Aim of the exercise:
Recast the stretch of entries below, from the first one through the line containing "<point>179,23</point>", as a numbered list, skipping blank lines and leaving out the pictures.

Supplied entries:
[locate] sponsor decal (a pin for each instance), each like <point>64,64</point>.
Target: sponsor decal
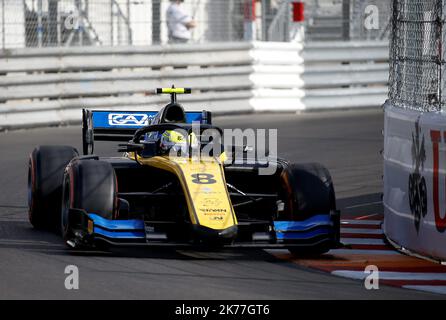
<point>440,223</point>
<point>417,183</point>
<point>128,119</point>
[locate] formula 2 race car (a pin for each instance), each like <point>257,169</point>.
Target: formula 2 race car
<point>156,196</point>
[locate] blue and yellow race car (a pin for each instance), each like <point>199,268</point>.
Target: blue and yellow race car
<point>165,191</point>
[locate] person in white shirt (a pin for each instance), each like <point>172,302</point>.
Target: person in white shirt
<point>179,23</point>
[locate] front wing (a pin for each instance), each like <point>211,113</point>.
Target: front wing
<point>323,229</point>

Exercise answer:
1. [locate] sponsor decal (a pin for each instance), each like <point>64,64</point>.
2. Target: sponsor decal
3. <point>440,223</point>
4. <point>417,183</point>
5. <point>128,119</point>
6. [locate] formula 2 race car (a pin for each instance), each like <point>257,169</point>.
7. Target: formula 2 race car
8. <point>156,196</point>
9. [locate] blue and yellow race car (a pin for each instance), each like <point>199,268</point>.
10. Target: blue and yellow race car
11. <point>165,191</point>
12. [locate] person in white shirt (a pin for each instance), each like <point>172,302</point>.
13. Target: person in white shirt
14. <point>179,23</point>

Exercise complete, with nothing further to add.